Task ::
Output all records exactly.

Text-to-region grounding data:
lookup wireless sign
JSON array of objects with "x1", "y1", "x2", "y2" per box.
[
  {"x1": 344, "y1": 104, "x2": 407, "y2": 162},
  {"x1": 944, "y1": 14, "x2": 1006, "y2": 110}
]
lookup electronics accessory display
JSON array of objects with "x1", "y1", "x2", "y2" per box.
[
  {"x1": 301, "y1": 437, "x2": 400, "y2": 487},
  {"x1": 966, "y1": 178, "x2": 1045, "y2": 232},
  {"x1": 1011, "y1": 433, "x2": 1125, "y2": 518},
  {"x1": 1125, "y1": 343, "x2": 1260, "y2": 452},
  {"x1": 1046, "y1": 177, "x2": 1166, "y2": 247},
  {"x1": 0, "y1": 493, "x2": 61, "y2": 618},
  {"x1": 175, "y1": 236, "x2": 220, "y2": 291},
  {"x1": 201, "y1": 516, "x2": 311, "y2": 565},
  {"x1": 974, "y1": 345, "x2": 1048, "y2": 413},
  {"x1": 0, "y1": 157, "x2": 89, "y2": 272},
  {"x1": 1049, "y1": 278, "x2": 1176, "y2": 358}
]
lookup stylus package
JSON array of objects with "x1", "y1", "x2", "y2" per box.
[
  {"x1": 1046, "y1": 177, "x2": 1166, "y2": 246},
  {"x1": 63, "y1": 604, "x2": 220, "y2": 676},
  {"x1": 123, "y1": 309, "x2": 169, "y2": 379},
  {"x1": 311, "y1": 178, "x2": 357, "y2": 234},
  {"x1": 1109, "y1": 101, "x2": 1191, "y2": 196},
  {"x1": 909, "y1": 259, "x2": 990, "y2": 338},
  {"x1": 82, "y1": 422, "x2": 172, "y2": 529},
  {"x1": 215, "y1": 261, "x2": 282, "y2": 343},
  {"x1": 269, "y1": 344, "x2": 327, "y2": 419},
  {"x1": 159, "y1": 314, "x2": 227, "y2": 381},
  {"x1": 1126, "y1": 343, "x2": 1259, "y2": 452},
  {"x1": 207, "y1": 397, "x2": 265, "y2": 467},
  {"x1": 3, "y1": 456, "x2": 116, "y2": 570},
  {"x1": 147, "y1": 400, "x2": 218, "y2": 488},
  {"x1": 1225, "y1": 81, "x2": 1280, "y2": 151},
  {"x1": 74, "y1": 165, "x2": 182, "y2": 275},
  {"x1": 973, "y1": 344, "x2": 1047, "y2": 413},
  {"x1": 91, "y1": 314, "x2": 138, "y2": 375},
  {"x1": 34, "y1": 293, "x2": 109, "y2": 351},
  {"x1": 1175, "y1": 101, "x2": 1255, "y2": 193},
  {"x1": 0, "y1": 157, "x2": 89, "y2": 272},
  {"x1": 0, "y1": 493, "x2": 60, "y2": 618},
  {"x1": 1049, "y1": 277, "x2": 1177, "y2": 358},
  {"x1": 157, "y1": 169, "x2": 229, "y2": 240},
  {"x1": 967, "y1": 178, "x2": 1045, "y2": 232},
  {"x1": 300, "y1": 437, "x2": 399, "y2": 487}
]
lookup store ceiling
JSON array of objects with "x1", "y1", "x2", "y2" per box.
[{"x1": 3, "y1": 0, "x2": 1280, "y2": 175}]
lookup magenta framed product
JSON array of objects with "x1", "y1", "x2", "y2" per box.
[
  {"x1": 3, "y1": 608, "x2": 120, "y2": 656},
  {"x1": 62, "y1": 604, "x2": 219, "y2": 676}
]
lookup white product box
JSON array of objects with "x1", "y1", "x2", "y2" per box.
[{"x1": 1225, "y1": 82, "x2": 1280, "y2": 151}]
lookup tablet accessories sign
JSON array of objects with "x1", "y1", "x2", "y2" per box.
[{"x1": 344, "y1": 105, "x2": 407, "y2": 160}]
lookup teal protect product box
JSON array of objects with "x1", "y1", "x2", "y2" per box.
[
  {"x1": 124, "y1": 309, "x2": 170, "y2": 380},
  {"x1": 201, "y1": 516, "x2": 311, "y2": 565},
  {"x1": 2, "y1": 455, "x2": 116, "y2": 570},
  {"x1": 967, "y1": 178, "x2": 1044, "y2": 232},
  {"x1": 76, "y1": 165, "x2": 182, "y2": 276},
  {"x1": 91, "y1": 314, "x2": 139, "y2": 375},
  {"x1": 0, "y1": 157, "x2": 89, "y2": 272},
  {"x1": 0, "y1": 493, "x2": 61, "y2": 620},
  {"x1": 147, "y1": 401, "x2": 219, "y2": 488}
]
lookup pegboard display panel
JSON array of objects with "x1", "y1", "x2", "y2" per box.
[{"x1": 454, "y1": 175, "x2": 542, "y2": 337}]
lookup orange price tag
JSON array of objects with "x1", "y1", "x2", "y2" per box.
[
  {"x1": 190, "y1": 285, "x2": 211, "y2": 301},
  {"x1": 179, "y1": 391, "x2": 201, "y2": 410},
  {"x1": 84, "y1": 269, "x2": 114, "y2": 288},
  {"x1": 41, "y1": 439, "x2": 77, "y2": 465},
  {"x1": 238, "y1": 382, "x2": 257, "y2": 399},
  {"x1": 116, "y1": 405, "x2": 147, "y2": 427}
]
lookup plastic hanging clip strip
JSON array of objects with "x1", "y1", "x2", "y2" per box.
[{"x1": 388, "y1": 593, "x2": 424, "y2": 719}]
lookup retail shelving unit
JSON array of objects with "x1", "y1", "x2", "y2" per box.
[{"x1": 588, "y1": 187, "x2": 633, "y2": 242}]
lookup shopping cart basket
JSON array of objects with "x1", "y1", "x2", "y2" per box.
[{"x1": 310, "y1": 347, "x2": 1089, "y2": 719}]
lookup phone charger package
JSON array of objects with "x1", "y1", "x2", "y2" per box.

Reply to the task ::
lookup wireless sign
JSON array of objects with "x1", "y1", "x2", "y2" per box.
[
  {"x1": 344, "y1": 104, "x2": 407, "y2": 162},
  {"x1": 944, "y1": 14, "x2": 1006, "y2": 110}
]
lookup electronics accessory display
JSON array of objects with "x1", "y1", "x2", "y2" per box.
[
  {"x1": 301, "y1": 437, "x2": 400, "y2": 487},
  {"x1": 966, "y1": 178, "x2": 1045, "y2": 232},
  {"x1": 1011, "y1": 433, "x2": 1125, "y2": 518},
  {"x1": 1125, "y1": 343, "x2": 1260, "y2": 452},
  {"x1": 1046, "y1": 177, "x2": 1166, "y2": 247},
  {"x1": 0, "y1": 493, "x2": 61, "y2": 618},
  {"x1": 175, "y1": 236, "x2": 220, "y2": 291},
  {"x1": 201, "y1": 516, "x2": 311, "y2": 565},
  {"x1": 974, "y1": 345, "x2": 1048, "y2": 413},
  {"x1": 0, "y1": 157, "x2": 89, "y2": 272},
  {"x1": 1049, "y1": 278, "x2": 1176, "y2": 358}
]
lookup stylus package
JSON array of objects with "x1", "y1", "x2", "y2" per box.
[
  {"x1": 1046, "y1": 177, "x2": 1166, "y2": 246},
  {"x1": 63, "y1": 604, "x2": 220, "y2": 676},
  {"x1": 123, "y1": 309, "x2": 169, "y2": 379},
  {"x1": 311, "y1": 178, "x2": 357, "y2": 234},
  {"x1": 1109, "y1": 101, "x2": 1191, "y2": 196},
  {"x1": 909, "y1": 259, "x2": 990, "y2": 338},
  {"x1": 82, "y1": 422, "x2": 172, "y2": 529},
  {"x1": 215, "y1": 261, "x2": 282, "y2": 343},
  {"x1": 269, "y1": 344, "x2": 327, "y2": 419},
  {"x1": 159, "y1": 314, "x2": 227, "y2": 381},
  {"x1": 1126, "y1": 343, "x2": 1259, "y2": 452},
  {"x1": 207, "y1": 397, "x2": 265, "y2": 467},
  {"x1": 3, "y1": 456, "x2": 116, "y2": 570},
  {"x1": 147, "y1": 400, "x2": 218, "y2": 488},
  {"x1": 1225, "y1": 81, "x2": 1280, "y2": 151},
  {"x1": 74, "y1": 165, "x2": 182, "y2": 275},
  {"x1": 973, "y1": 344, "x2": 1047, "y2": 413},
  {"x1": 91, "y1": 314, "x2": 138, "y2": 375},
  {"x1": 34, "y1": 293, "x2": 109, "y2": 351},
  {"x1": 1175, "y1": 101, "x2": 1255, "y2": 193},
  {"x1": 0, "y1": 157, "x2": 89, "y2": 272},
  {"x1": 0, "y1": 493, "x2": 60, "y2": 618},
  {"x1": 1049, "y1": 277, "x2": 1177, "y2": 358},
  {"x1": 157, "y1": 169, "x2": 229, "y2": 240},
  {"x1": 967, "y1": 178, "x2": 1045, "y2": 232},
  {"x1": 300, "y1": 437, "x2": 399, "y2": 487}
]
lookup store ceiling
JSON array of objects with "x1", "y1", "x2", "y2" per box.
[{"x1": 3, "y1": 0, "x2": 1280, "y2": 175}]
lookup magenta framed product
JSON array of objects with "x1", "y1", "x2", "y2" per box.
[
  {"x1": 3, "y1": 608, "x2": 120, "y2": 656},
  {"x1": 62, "y1": 604, "x2": 219, "y2": 676}
]
lookup white product box
JSON array of objects with "x1", "y1", "x2", "y2" per box.
[{"x1": 1225, "y1": 82, "x2": 1280, "y2": 151}]
lookup tablet accessories sign
JSON array of objects with "x1", "y1", "x2", "y2" per box.
[{"x1": 344, "y1": 105, "x2": 407, "y2": 160}]
lookup teal protect product box
JSON array of objects with "x1", "y1", "x2", "y2" per box.
[
  {"x1": 124, "y1": 309, "x2": 170, "y2": 380},
  {"x1": 201, "y1": 516, "x2": 311, "y2": 565},
  {"x1": 2, "y1": 455, "x2": 116, "y2": 570},
  {"x1": 967, "y1": 178, "x2": 1044, "y2": 232},
  {"x1": 76, "y1": 165, "x2": 182, "y2": 276},
  {"x1": 91, "y1": 314, "x2": 139, "y2": 375},
  {"x1": 0, "y1": 157, "x2": 89, "y2": 272},
  {"x1": 0, "y1": 493, "x2": 61, "y2": 620},
  {"x1": 147, "y1": 401, "x2": 219, "y2": 488}
]
lookup pegboard display panel
JSON array of objects with "x1", "y1", "x2", "y2" per box.
[{"x1": 454, "y1": 175, "x2": 542, "y2": 337}]
lookup orange price tag
JSON array of objects with "x1", "y1", "x2", "y2" per box.
[
  {"x1": 190, "y1": 285, "x2": 211, "y2": 301},
  {"x1": 179, "y1": 391, "x2": 201, "y2": 410},
  {"x1": 84, "y1": 269, "x2": 114, "y2": 288},
  {"x1": 41, "y1": 439, "x2": 77, "y2": 465},
  {"x1": 238, "y1": 382, "x2": 257, "y2": 399},
  {"x1": 116, "y1": 405, "x2": 147, "y2": 427}
]
lookup plastic hanging clip strip
JSON array of objects with "x1", "y1", "x2", "y2" per box.
[{"x1": 388, "y1": 593, "x2": 424, "y2": 719}]
lookup retail shelving unit
JSON array of objects with "x1", "y1", "x2", "y2" per box.
[{"x1": 588, "y1": 187, "x2": 633, "y2": 242}]
lookup shopping cart basket
JSON array of objects with "x1", "y1", "x2", "y2" per box.
[{"x1": 310, "y1": 347, "x2": 1089, "y2": 719}]
lookup phone charger package
JSON array of objects with "x1", "y1", "x2", "y2" per box.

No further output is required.